• [Short exercise 1]:
Answer these about the saw stand thread below:
(a) What price is given for the stand sold for the saw?
(b) What size is the deck where nikeman does all the cutting?
(c) What parts does Scottg put wax on?
• [Short exercise 2]: Please list every username that appears as a post header in the saw stand thread below.
• [Short exercise 3]: Repeat everything in the saw stand thread below from "One thing I" down to "for larger sheets.".
───── Extract provided
I just need to find a reason to use it now!


----------



## nikeman (Nov 8, 2010)

One thing I need now is a stand. I'm wondering if I can build a stand or if I should buy the scissor stand for $70. I'd like to make a stand that would allow support for larger sheets.


----------



## oh'mike (Sep 18, 2009)

There you go---now you have
a need for your new saw---build a stout little stand and folding outfeed table----

You will like that saw-----I tend to build most of my stands and shop jigs---


----------



## nikeman (Nov 8, 2010)

oh'mike said:


> There you go---now you have
> a need for your new saw---build a stout little stand and folding outfeed table----
> 
> You will like that saw-----I tend to build most of my stands and shop jigs---


Any plans for this? I'd love to build the stand instead of buy one.


----------



## oh'mike (Sep 18, 2009)

No plans--what do you want the base to do besides hold up the saw?

Shelves--doors--Drawers? wide open---you need to decide on a design---will the stand do double duty holding some other piece of equipment?


----------



## nikeman (Nov 8, 2010)

oh'mike said:


> No plans--what do you want the base to do besides hold up the saw?
> 
> Shelves--doors--Drawers? wide open---you need to decide on a design---will the stand do double duty holding some other piece of equipment?


All I need is something that can be folded or something that i can put the saw on when I use it and doesn't take a lot of space in the shed when not in use. I currently use my sawhorses with a piece of plywood across them as the table for the miter saw and the old table saw. I do all my cutting on my 9x9 deck outside my shed. My goal would be to expand the width of material I can support while cutting.


----------



## Tom Struble (Dec 29, 2008)

Dewalt makes a folding stand for the 745 i think


----------



## nikeman (Nov 8, 2010)

Tom Struble said:


> Dewalt makes a folding stand for the 745 i think


They do. Its $70 which isn't to bad but its basic and doesn't add any to the saw. 

http://www.powertoolsupercenter.com...p/dw7450.htm?gclid=CNv1vNqH17sCFVaTfgod_XkA8A


----------



## Scottg (Nov 5, 2012)

Great looking saw. I ended up getting something else, but that one looks like it can chew up whatever you need for home basics.

Just in case this is going to be portable instead of in a permanent table… I've been using Stanley FatMax type saw horses to make quick breakdown work surfaces for out feed support. They have adjustable legs so it's easy to set them to the height I need for my saw, which is on a portable stand.

I've found it useful to use some wax on the moving parts of the fence, guide and the table itself to make sure everything's moving smooth. Not too much as I don't want to attract too much dust, but it makes the fence move much more smoothly.
──────────
───── Rows
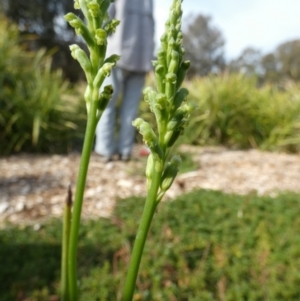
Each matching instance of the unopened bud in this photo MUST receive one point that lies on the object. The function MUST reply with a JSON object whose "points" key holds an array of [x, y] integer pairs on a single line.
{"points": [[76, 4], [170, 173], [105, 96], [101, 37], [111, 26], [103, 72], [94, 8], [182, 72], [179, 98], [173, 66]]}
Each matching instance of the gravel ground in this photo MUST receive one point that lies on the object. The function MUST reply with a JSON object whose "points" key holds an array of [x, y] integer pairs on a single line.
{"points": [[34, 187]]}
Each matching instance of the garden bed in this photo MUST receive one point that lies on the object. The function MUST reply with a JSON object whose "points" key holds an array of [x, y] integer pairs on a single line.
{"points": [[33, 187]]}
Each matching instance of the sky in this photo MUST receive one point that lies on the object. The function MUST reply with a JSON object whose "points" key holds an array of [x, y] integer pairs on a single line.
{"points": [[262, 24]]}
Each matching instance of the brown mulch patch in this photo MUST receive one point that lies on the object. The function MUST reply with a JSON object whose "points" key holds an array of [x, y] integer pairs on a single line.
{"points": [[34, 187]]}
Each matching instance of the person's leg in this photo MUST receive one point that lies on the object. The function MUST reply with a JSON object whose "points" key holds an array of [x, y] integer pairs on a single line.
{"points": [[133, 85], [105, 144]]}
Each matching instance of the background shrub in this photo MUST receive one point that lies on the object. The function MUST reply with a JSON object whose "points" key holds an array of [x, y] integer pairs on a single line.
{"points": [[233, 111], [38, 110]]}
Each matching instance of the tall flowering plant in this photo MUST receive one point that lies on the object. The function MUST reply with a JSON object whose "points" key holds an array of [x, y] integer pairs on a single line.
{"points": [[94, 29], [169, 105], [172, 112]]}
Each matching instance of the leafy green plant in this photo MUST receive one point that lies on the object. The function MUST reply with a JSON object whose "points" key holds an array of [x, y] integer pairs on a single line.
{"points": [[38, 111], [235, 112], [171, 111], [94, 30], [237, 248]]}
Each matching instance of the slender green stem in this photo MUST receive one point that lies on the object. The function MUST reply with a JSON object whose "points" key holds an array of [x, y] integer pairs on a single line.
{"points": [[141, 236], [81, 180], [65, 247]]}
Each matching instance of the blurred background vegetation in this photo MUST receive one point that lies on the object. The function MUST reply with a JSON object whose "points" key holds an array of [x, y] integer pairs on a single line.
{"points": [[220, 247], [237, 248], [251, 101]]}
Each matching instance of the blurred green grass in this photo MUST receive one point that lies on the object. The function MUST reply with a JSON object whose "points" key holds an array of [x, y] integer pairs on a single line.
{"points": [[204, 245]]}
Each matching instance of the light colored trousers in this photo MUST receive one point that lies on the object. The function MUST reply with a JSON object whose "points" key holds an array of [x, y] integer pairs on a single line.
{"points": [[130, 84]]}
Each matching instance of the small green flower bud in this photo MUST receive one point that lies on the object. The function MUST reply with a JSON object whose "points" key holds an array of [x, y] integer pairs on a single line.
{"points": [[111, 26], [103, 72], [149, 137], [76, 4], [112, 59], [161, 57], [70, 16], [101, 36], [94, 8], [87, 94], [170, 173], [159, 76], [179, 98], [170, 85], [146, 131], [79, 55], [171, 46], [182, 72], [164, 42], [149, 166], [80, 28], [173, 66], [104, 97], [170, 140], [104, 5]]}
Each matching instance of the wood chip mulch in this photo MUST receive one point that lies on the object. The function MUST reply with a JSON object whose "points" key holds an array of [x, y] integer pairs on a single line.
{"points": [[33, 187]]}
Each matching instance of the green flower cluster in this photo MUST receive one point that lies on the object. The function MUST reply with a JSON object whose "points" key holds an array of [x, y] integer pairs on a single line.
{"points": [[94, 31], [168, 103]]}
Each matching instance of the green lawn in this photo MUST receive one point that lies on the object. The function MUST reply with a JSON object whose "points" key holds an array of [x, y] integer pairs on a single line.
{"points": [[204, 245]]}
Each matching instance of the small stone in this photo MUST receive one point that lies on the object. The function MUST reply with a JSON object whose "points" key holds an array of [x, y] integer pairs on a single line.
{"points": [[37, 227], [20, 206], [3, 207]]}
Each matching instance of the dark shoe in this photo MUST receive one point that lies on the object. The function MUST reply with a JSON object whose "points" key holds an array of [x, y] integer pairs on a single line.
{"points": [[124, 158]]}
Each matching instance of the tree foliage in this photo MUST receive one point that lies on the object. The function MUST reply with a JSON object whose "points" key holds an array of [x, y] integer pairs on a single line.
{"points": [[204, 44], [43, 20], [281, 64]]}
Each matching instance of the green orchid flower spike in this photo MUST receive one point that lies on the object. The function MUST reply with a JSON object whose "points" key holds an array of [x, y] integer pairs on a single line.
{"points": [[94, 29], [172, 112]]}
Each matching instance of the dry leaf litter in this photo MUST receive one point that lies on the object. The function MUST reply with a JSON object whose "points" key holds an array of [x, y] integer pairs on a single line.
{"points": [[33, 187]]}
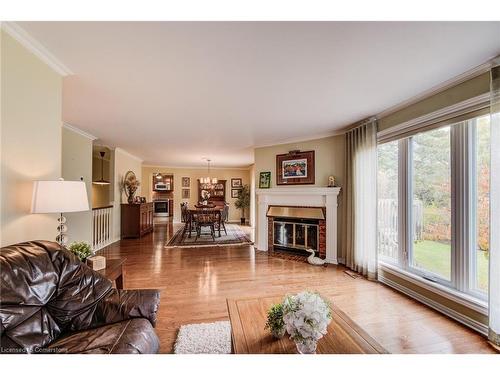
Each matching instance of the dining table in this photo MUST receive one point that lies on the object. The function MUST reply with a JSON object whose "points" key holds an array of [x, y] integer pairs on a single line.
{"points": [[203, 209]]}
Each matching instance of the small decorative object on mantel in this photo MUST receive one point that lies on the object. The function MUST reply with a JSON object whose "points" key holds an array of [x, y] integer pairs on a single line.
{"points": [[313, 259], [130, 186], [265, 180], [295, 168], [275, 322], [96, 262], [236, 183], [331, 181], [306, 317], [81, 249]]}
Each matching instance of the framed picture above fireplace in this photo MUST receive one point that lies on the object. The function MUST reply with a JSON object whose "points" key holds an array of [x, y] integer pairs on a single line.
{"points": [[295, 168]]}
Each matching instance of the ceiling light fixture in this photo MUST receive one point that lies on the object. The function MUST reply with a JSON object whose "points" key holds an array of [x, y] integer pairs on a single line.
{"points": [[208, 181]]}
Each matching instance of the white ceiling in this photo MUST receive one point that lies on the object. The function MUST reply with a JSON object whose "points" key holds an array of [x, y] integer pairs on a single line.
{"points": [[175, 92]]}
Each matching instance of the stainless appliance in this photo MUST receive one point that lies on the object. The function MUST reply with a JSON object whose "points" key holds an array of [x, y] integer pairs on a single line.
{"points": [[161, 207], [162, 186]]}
──────────
• [Problem solution 1]:
(a) $70
(b) 9x9
(c) The moving parts of the fence, the guide, and the table itself

• [Problem solution 2]:
nikeman
oh'mike
Tom Struble
Scottg

• [Problem solution 3]:
One thing I need now is a stand. I'm wondering if I can build a stand or if I should buy the scissor stand for $70. I'd like to make a stand that would allow support for larger sheets.